■ **Material for this task**:
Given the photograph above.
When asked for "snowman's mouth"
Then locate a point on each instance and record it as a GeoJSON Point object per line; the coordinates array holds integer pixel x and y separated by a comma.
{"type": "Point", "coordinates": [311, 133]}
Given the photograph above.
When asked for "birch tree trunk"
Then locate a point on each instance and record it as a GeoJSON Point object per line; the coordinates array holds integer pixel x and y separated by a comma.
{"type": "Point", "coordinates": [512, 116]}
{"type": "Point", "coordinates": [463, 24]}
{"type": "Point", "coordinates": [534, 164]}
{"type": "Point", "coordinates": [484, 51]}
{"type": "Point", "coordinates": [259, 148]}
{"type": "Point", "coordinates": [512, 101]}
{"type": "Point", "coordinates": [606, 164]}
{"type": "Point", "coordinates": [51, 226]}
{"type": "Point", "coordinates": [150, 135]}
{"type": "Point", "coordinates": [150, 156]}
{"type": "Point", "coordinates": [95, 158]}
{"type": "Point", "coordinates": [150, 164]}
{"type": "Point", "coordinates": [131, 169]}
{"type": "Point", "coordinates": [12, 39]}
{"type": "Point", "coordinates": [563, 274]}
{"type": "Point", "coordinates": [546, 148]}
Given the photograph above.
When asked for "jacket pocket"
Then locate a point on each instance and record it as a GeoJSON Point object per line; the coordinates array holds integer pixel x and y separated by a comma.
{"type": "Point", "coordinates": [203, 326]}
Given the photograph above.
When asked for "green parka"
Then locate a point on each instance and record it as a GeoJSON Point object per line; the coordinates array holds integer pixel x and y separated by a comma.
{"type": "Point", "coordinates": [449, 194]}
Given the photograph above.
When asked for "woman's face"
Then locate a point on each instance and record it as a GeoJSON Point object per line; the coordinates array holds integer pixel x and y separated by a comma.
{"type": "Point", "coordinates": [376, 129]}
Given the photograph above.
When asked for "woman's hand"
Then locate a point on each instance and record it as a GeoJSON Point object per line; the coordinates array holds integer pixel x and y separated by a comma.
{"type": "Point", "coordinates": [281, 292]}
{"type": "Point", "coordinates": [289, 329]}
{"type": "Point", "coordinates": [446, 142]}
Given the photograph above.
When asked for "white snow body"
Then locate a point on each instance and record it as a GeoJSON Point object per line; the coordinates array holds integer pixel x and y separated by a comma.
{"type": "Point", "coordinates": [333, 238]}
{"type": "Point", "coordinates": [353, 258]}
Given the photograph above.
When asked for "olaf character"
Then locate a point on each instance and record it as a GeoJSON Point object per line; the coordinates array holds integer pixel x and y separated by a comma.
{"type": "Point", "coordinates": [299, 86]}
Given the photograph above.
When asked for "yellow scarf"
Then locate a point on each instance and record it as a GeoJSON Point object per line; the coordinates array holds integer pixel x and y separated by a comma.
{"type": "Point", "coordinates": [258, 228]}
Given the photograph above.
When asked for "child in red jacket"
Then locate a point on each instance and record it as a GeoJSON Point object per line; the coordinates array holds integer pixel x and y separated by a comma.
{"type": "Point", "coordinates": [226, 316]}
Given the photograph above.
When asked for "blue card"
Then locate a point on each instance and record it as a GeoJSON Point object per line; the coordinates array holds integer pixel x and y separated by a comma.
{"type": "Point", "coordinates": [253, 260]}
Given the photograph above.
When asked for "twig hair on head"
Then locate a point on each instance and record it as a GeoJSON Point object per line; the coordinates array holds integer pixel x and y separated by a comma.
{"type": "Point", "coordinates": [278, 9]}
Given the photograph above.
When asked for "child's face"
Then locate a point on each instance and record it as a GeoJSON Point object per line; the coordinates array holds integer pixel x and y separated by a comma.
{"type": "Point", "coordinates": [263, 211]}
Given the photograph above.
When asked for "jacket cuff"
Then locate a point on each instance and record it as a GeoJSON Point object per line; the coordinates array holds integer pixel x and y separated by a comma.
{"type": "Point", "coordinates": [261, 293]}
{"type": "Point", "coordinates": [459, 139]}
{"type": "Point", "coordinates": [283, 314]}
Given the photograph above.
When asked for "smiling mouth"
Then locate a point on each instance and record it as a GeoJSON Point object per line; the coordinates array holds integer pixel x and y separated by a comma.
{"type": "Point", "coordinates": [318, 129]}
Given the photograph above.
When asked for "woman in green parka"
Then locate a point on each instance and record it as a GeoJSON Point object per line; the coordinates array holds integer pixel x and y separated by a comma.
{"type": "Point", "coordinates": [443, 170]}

■ **What is required**: Extract every record. Keep wording exact.

■ **Solution**:
Given the photograph above.
When asked for "snowman's mouth"
Then locate a point on each instance and record it as a GeoJSON Point object per line; the coordinates array holds integer pixel x and y separated by a comma.
{"type": "Point", "coordinates": [311, 133]}
Given the photograph above.
When asked for "birch tree trunk"
Then locate a point on each instance and record it as a GeoJSON Point object per line; the coordinates array holds integer pixel x and y separated by a comma.
{"type": "Point", "coordinates": [512, 116]}
{"type": "Point", "coordinates": [463, 24]}
{"type": "Point", "coordinates": [534, 164]}
{"type": "Point", "coordinates": [484, 51]}
{"type": "Point", "coordinates": [259, 148]}
{"type": "Point", "coordinates": [512, 101]}
{"type": "Point", "coordinates": [606, 164]}
{"type": "Point", "coordinates": [51, 226]}
{"type": "Point", "coordinates": [150, 135]}
{"type": "Point", "coordinates": [150, 156]}
{"type": "Point", "coordinates": [95, 158]}
{"type": "Point", "coordinates": [150, 164]}
{"type": "Point", "coordinates": [131, 169]}
{"type": "Point", "coordinates": [12, 39]}
{"type": "Point", "coordinates": [563, 274]}
{"type": "Point", "coordinates": [546, 148]}
Given the photograph above.
When asked for "jacket pocket"
Then locate a point on each instance and record it as a GeoJSON Point object per line; the coordinates array holds integer pixel x and y separated by a comma.
{"type": "Point", "coordinates": [203, 326]}
Given the photograph above.
When asked for "green parka"
Then locate a point on each instance and record it as a GeoJSON Point object per line; the coordinates array holds integer pixel x and y separated by a comma.
{"type": "Point", "coordinates": [449, 194]}
Given the photograph above.
When asked for "woman's face"
Then locate a point on each instance and record it as a GeoJSON Point object per line; the coordinates array holds integer pixel x and y separated by a comma.
{"type": "Point", "coordinates": [376, 129]}
Given the photograph above.
When asked for "woman's hand"
Then locate a point on each instance and record it as a GeoJSON Point object per line; the coordinates array holds integer pixel x and y separated by a comma.
{"type": "Point", "coordinates": [281, 292]}
{"type": "Point", "coordinates": [289, 329]}
{"type": "Point", "coordinates": [446, 142]}
Given the photograph above.
When asked for "white snow body"
Then locate a point on each instance and record it as a GeoJSON Point object per line; the coordinates array holds integer pixel x and y separated by a comma.
{"type": "Point", "coordinates": [333, 238]}
{"type": "Point", "coordinates": [353, 258]}
Given the photograph above.
When asked for "olaf character"
Then locate a point on each instance and record it as a GeoJSON Point object per line; the coordinates array holds integer pixel x and y separated by a comma.
{"type": "Point", "coordinates": [299, 86]}
Given the photograph above.
When asked for "yellow scarf"
Then locate a point on each instance and record it as a GeoJSON Point object per line; the coordinates array holds integer pixel x and y separated by a comma.
{"type": "Point", "coordinates": [258, 228]}
Given the photograph above.
When asked for "child in red jacket"
Then locate a point on each instance and record it as a GeoJSON Point object per line; the coordinates array holds integer pixel x and y separated by a comma.
{"type": "Point", "coordinates": [226, 316]}
Given the photograph above.
When asked for "blue card"
Then locate a point on each instance and record it as a GeoJSON Point object per line; the coordinates array holds integer pixel x and y separated by a comma.
{"type": "Point", "coordinates": [253, 260]}
Given the photograph above.
When asked for "twig hair on head"
Then locate a point on each instance and record it as a GeoJSON Point object per line; the coordinates array holds integer pixel x and y separated by a comma.
{"type": "Point", "coordinates": [278, 9]}
Given the photograph above.
When asked for "child's face"
Then locate a point on each instance and record it as a GeoJSON Point object per line; the coordinates array holds integer pixel x and y separated by a comma.
{"type": "Point", "coordinates": [263, 211]}
Given the photograph above.
When asked for "jacket cuff"
Then locate a point on each instance and record it as a GeoJSON Point object per line; the coordinates array holds integer pixel x and y separated by a comma.
{"type": "Point", "coordinates": [261, 293]}
{"type": "Point", "coordinates": [459, 139]}
{"type": "Point", "coordinates": [283, 314]}
Given the photograph above.
When asked for "smiling mouth"
Then locate a point on each instance and record it as a GeoJSON Point object per line; the coordinates array holds integer pixel x and y separated by a comma.
{"type": "Point", "coordinates": [318, 129]}
Given the photograph above.
When asked for "woman in green parka"
Then locate a point on each instance and record it as a GeoJSON Point object per line; the coordinates array holds integer pixel x and y separated by a comma.
{"type": "Point", "coordinates": [443, 170]}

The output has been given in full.